- Problems to work on -
1. Do statements (a), (b) and (c) agree with the forum thread? Answer yes or no for each and quote the words from the forum thread that decide it. (a) Marina uses 90% of her wins for her bankroll. (b) Marina says she has five properties. (c) humble_pie asks Marina to say more about her support for local homeless shelters.
2. Copy the part of the forum thread between "Webber how do" and "in this thread.", inclusive.

I was seriously hoping to get some good advise here but as usual people go off topic and post stupid stuff.My main reason I rarely try to have a conversation on this forum anymore.I give thousands to charity each year and my husband and I are huge supporters of our local homeless shelters and various charities.
I am a good enough poker player to be offer a $100,000 sponsorship ,I have very high net wins for 2011 .I was trying to have a genuine discussion here ,if I was looking to throw it away or give it away I would not need any advise for that.
Webber how do you draw conclusions I would lose it all?I have 5 properties ,a business and the mortgages make sense based on my portfolio. I won xxx,xxx in February and never told anyone as once you get to my level of profits people get jealous and have their hand out . Unlike gamblers I take 90% of my wins and invest it and use 10% for my bankroll .
Anyway just forget I asked the Question ,I made my own decisions and did my purchases tonight.

Marina


----------



## humble_pie (Jun 7, 2009)

marina surely you must have some glimmering of a clue as to what is triggering the playful reactions in this thread.

it's the grotesque bragging that you do. The incessant flashing of diamonds & dollars. The absence of any concept of civil society. The greed. All this does get wearisome.

as an antidote, perhaps you could tell us more about your support for local homeless shelters in beautiful downtown courtice ontario.


----------



## Karen (Jul 24, 2010)

- Supplied data -
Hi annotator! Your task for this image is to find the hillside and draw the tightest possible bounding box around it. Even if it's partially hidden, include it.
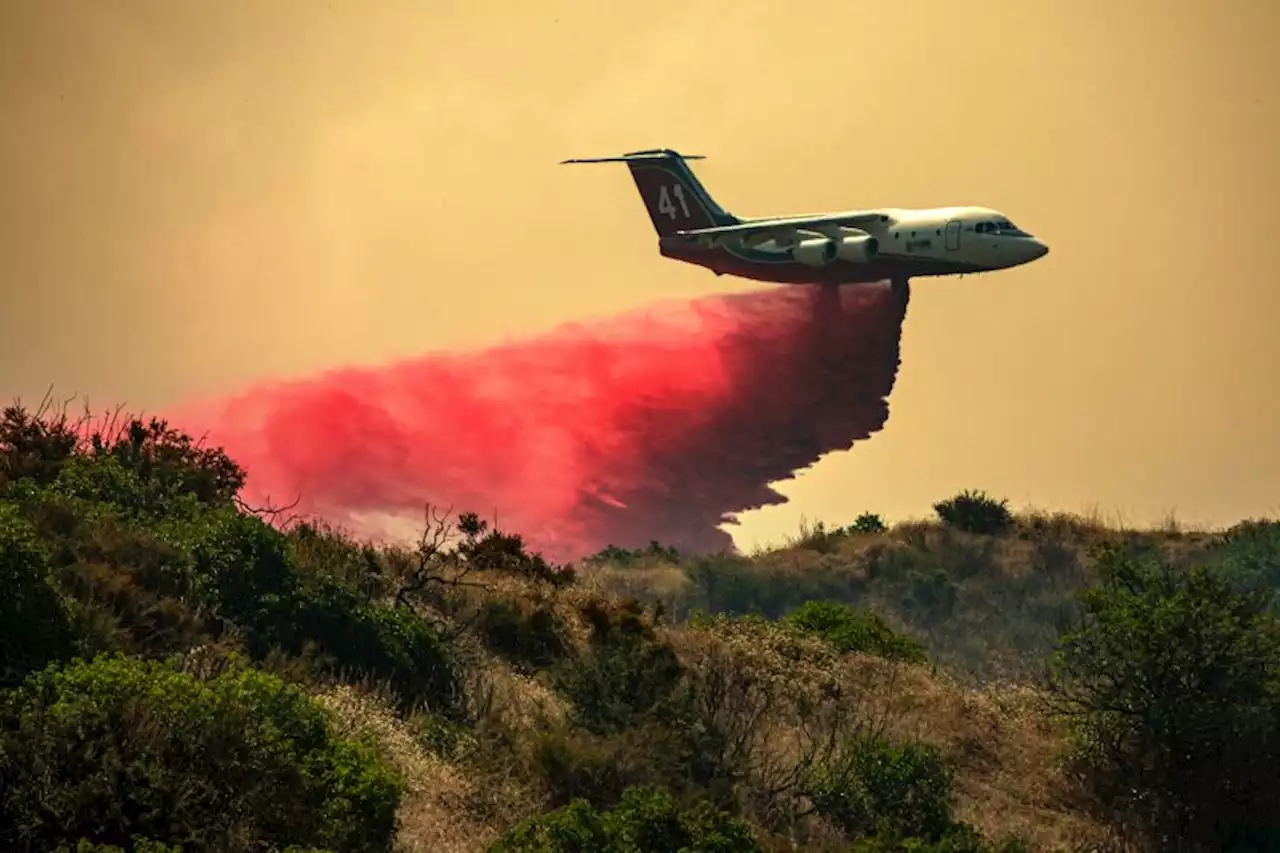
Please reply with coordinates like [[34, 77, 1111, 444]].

- Exercise answers -
1.
(a) No: "I take 90% of my wins and invest it and use 10% for my bankroll"
(b) Yes: "I have 5 properties"
(c) Yes: "perhaps you could tell us more about your support for local homeless shelters"

2.
Webber how do you draw conclusions I would lose it all?I have 5 properties ,a business and the mortgages make sense based on my portfolio. I won xxx,xxx in February and never told anyone as once you get to my level of profits people get jealous and have their hand out . Unlike gamblers I take 90% of my wins and invest it and use 10% for my bankroll .
Anyway just forget I asked the Question ,I made my own decisions and did my purchases tonight.

Marina


----------



## humble_pie (Jun 7, 2009)

marina surely you must have some glimmering of a clue as to what is triggering the playful reactions in this thread.